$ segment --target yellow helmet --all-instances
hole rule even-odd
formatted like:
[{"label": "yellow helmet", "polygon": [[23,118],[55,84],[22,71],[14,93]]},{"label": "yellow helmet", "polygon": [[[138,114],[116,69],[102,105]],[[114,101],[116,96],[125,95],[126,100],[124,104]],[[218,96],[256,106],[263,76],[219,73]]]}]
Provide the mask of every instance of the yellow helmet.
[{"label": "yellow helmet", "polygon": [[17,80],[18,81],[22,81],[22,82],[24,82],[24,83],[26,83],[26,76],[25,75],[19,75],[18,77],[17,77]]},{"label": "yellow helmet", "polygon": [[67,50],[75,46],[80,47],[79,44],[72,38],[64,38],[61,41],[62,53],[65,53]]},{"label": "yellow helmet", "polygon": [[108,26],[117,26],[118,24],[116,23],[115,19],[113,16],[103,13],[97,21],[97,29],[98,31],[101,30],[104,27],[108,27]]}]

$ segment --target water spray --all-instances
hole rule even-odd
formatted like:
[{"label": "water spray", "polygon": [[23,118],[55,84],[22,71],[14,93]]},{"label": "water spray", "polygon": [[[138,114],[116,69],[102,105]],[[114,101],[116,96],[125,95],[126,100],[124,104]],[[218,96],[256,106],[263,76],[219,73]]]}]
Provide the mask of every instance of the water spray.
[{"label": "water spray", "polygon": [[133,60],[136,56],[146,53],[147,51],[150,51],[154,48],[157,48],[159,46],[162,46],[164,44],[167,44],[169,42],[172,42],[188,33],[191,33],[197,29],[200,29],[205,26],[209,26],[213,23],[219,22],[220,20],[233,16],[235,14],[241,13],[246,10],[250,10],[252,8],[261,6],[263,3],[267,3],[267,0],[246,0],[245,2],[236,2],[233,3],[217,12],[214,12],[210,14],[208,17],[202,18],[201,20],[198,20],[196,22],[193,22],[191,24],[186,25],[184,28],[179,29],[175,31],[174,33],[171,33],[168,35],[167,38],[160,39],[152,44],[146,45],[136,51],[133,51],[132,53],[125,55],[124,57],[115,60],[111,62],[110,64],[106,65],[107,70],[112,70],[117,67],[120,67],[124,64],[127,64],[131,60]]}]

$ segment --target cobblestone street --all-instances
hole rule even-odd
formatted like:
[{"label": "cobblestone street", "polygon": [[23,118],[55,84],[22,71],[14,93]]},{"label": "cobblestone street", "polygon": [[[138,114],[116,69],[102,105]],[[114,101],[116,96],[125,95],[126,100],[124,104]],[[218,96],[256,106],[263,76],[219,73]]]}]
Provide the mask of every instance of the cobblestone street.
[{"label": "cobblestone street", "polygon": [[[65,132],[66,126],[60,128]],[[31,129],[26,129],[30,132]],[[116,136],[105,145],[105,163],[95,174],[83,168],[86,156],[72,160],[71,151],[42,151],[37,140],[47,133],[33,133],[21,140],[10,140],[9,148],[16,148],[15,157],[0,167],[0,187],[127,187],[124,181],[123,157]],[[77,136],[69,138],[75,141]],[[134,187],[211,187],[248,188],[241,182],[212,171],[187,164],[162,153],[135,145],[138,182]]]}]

— Aim of the exercise —
Could you quote the material above in full, exactly as it stands?

— The response —
$ segment --target yellow helmet --all-instances
hole rule even-odd
formatted like:
[{"label": "yellow helmet", "polygon": [[23,118],[55,84],[22,71],[14,93]]},{"label": "yellow helmet", "polygon": [[[138,114],[116,69],[102,105]],[[114,101],[116,96],[125,95],[126,100],[124,104]],[[218,96],[256,106],[263,76],[219,73]]]}]
Provide the mask of every instance of the yellow helmet.
[{"label": "yellow helmet", "polygon": [[17,80],[18,81],[22,81],[22,82],[24,82],[24,83],[26,83],[26,76],[25,75],[19,75],[18,77],[17,77]]},{"label": "yellow helmet", "polygon": [[67,50],[75,46],[80,47],[79,44],[72,38],[64,38],[61,41],[62,53],[65,53]]},{"label": "yellow helmet", "polygon": [[108,26],[117,26],[118,24],[116,23],[115,19],[113,16],[103,13],[97,21],[97,29],[98,31],[101,30],[104,27],[108,27]]}]

$ segment --target water spray --all-instances
hole rule even-odd
formatted like:
[{"label": "water spray", "polygon": [[23,118],[55,84],[22,71],[14,93]]},{"label": "water spray", "polygon": [[[138,114],[116,69],[102,105]],[[114,101],[116,96],[125,95],[126,100],[124,104]],[[218,96],[256,106],[263,76],[219,73]]]}]
Provide the mask of every instance of the water spray.
[{"label": "water spray", "polygon": [[133,60],[136,56],[146,53],[147,51],[150,51],[154,48],[157,48],[159,46],[162,46],[164,44],[167,44],[169,42],[172,42],[188,33],[191,33],[197,29],[200,29],[205,26],[209,26],[213,23],[219,22],[220,20],[233,16],[235,14],[241,13],[246,10],[250,10],[252,8],[261,6],[263,3],[267,3],[267,0],[246,0],[245,2],[236,2],[233,3],[217,12],[214,12],[210,14],[208,17],[202,18],[201,20],[198,20],[196,22],[193,22],[191,24],[186,25],[184,28],[179,29],[175,31],[174,33],[171,33],[168,35],[167,38],[160,39],[152,44],[146,45],[136,51],[133,51],[132,53],[125,55],[124,57],[115,60],[111,62],[110,64],[106,65],[107,70],[112,70],[117,67],[120,67],[124,64],[127,64],[131,60]]}]

$ segment --target cobblestone street --all-instances
hole rule even-odd
formatted like:
[{"label": "cobblestone street", "polygon": [[23,118],[55,84],[22,71],[14,93]]},{"label": "cobblestone street", "polygon": [[[138,114],[116,69],[102,105]],[[114,101],[116,96],[125,95],[126,100],[124,104]],[[218,96],[256,106],[263,76],[219,73]]]}]
Provide the mask of every instance of the cobblestone street.
[{"label": "cobblestone street", "polygon": [[[65,132],[66,126],[60,128]],[[31,129],[26,129],[30,132]],[[116,136],[105,145],[105,163],[95,174],[83,168],[86,156],[72,160],[71,151],[42,151],[37,140],[47,133],[33,133],[21,140],[10,140],[9,148],[16,148],[15,157],[0,167],[0,187],[127,187],[124,181],[123,157]],[[77,136],[69,138],[75,141]],[[134,187],[211,187],[248,188],[241,182],[212,171],[187,164],[162,153],[135,145],[138,182]]]}]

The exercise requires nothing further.